Start of Block

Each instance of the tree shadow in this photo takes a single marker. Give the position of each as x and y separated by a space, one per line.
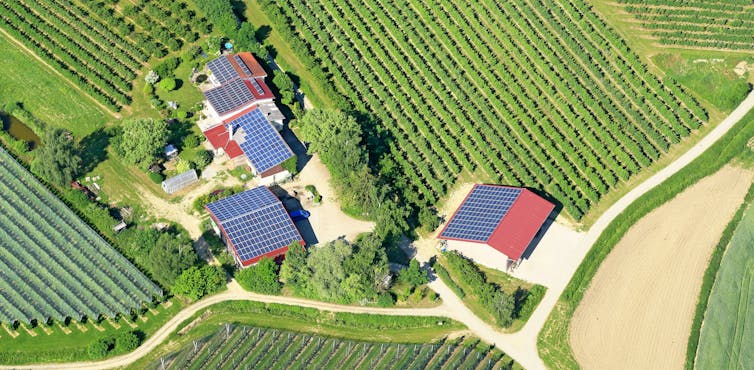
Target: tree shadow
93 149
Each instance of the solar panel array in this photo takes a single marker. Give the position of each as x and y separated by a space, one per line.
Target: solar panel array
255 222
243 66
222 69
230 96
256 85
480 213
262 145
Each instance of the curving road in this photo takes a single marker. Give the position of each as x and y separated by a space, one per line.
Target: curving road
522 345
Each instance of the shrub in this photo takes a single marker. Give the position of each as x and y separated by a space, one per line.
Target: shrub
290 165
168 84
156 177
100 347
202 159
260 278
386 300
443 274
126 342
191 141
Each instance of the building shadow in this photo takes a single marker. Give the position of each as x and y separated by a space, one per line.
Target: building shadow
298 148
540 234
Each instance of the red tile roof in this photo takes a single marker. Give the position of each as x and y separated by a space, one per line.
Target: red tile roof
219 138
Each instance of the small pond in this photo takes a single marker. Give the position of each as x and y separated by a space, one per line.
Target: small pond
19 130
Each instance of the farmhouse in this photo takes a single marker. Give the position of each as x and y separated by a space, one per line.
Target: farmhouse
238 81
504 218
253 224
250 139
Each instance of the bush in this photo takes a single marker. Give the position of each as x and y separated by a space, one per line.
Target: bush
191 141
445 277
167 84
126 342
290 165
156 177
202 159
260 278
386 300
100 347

End of Block

(Problem statement) In the entries above, find the line with "Target: curving road" and the line with "Each instance of the building", then set down exactly those two and every line between them, nothing else.

(Your solution)
Target: curving road
522 345
Each instance of the shrub in this photo takes a single marker. Give the position of each as x and y separated by a space, one per line.
Target: shrub
290 165
168 84
156 177
100 347
202 159
260 278
386 300
443 274
126 342
191 141
Each instance of the building shadow in this photo takes a single marker. Give the position of each as x and y separated by a space, one per line.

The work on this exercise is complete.